:: Given task ::
Copy the records below word for word, starting at the very beginning of the records and ending at the line that contains "220], [118, 212]]]".

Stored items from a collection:
┌──
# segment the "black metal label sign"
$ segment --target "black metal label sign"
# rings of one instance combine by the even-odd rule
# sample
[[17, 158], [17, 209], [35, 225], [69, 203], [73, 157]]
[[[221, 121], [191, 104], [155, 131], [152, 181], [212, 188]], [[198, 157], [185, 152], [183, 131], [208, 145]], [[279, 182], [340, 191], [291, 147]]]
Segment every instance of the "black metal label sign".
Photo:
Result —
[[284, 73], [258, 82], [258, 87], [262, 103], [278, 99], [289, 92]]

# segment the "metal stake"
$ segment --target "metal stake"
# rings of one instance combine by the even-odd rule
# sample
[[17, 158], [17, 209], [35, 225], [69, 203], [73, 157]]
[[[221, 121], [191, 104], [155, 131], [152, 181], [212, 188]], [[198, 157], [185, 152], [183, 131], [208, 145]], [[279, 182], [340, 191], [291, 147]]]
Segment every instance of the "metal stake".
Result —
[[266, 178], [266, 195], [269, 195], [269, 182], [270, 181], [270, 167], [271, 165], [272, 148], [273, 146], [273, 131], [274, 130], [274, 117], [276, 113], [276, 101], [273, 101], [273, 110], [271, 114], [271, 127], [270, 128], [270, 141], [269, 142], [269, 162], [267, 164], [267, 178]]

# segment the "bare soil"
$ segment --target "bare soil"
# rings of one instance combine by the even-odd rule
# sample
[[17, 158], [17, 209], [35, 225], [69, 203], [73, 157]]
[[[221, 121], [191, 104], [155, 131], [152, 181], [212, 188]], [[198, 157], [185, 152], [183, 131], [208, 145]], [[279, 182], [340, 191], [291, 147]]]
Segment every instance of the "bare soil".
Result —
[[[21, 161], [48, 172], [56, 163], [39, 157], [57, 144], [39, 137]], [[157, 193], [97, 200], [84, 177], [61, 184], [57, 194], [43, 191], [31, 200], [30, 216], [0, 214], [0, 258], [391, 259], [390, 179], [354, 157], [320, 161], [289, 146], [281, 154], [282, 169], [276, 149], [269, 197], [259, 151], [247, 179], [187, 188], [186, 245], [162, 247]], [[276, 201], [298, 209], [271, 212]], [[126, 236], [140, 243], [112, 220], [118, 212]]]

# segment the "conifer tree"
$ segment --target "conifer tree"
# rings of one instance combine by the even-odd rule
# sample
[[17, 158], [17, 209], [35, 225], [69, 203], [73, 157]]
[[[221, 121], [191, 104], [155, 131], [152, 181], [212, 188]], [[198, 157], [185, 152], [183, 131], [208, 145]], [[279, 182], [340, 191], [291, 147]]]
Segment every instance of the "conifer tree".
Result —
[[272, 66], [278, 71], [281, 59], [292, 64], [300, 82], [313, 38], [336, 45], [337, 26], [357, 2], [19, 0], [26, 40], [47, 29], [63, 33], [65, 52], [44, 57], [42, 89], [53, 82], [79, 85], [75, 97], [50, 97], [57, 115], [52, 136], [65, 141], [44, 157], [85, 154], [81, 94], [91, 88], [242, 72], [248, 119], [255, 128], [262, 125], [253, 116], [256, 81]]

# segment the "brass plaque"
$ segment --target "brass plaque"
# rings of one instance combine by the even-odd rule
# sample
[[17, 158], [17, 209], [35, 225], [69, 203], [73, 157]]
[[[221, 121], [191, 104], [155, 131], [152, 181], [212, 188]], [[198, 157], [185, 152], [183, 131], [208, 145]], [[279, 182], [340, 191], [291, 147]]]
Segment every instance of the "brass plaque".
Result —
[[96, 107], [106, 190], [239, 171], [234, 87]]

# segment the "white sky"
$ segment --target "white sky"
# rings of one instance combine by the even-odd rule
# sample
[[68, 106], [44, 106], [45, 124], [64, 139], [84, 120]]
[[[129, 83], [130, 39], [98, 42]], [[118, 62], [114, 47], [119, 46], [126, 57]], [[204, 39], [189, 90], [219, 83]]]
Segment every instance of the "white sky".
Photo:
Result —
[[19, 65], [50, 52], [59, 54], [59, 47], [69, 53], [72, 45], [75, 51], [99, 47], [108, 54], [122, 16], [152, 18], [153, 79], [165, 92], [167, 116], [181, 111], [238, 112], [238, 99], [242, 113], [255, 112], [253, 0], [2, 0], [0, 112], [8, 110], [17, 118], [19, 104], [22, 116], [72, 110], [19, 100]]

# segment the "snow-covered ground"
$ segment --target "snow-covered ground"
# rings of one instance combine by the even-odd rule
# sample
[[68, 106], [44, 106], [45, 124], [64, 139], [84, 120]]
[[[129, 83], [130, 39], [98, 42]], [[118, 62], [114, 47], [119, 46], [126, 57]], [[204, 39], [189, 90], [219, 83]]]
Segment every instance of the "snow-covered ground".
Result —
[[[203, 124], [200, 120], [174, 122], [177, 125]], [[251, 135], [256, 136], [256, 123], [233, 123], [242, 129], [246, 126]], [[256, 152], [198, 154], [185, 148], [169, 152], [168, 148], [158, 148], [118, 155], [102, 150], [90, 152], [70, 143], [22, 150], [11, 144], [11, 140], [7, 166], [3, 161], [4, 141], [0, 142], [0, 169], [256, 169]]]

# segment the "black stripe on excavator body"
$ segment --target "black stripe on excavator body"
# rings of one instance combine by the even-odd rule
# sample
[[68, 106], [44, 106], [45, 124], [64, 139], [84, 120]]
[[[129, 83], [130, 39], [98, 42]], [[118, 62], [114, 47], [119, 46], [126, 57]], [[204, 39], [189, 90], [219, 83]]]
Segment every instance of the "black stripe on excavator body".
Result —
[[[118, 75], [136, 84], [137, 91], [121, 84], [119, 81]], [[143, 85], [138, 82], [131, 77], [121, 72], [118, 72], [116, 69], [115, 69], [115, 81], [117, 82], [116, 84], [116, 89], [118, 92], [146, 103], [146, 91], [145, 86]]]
└──
:: Answer for the task ::
# segment the "black metal label sign"
$ segment --target "black metal label sign"
# rings of one instance combine by the even-odd rule
# sample
[[17, 158], [17, 209], [35, 225], [69, 203], [73, 157]]
[[[221, 121], [191, 104], [155, 131], [152, 181], [212, 188]], [[198, 157], [185, 152], [183, 131], [208, 145]], [[279, 182], [340, 191], [291, 147]]]
Segment every instance of the "black metal label sign".
Photo:
Result —
[[284, 73], [258, 82], [258, 87], [262, 103], [278, 99], [289, 92]]

# segment the "metal stake"
$ segment --target "metal stake"
# rings of one instance combine by the even-odd rule
# sample
[[17, 158], [17, 209], [35, 225], [69, 203], [73, 157]]
[[[221, 121], [191, 104], [155, 131], [152, 181], [212, 188]], [[198, 157], [185, 152], [183, 131], [208, 145]], [[279, 182], [340, 191], [291, 147]]]
Segment every instance of the "metal stake".
Result —
[[266, 178], [266, 195], [269, 195], [269, 182], [270, 181], [270, 167], [271, 165], [272, 148], [273, 146], [273, 131], [274, 130], [274, 117], [276, 113], [276, 101], [273, 101], [273, 110], [271, 114], [271, 127], [270, 128], [270, 141], [269, 142], [269, 162], [267, 164], [267, 178]]

# segment the "bare soil"
$ segment --target "bare soil"
# rings of one instance combine by the even-odd rule
# sample
[[17, 158], [17, 209], [35, 225], [69, 203], [73, 157]]
[[[221, 121], [191, 104], [155, 131], [152, 181], [212, 188]], [[198, 157], [185, 152], [183, 131], [208, 145]], [[279, 182], [340, 191], [291, 147]]]
Segment every instance of the "bare soil".
Result —
[[[21, 161], [48, 172], [56, 163], [39, 157], [57, 144], [39, 137]], [[157, 193], [97, 200], [84, 177], [61, 184], [57, 194], [43, 191], [31, 200], [30, 216], [0, 214], [0, 258], [391, 259], [390, 179], [354, 157], [320, 161], [289, 146], [281, 154], [282, 169], [276, 149], [269, 197], [259, 151], [247, 179], [187, 188], [186, 245], [162, 247]], [[276, 201], [298, 209], [271, 212]], [[126, 236], [140, 243], [112, 220], [118, 212]]]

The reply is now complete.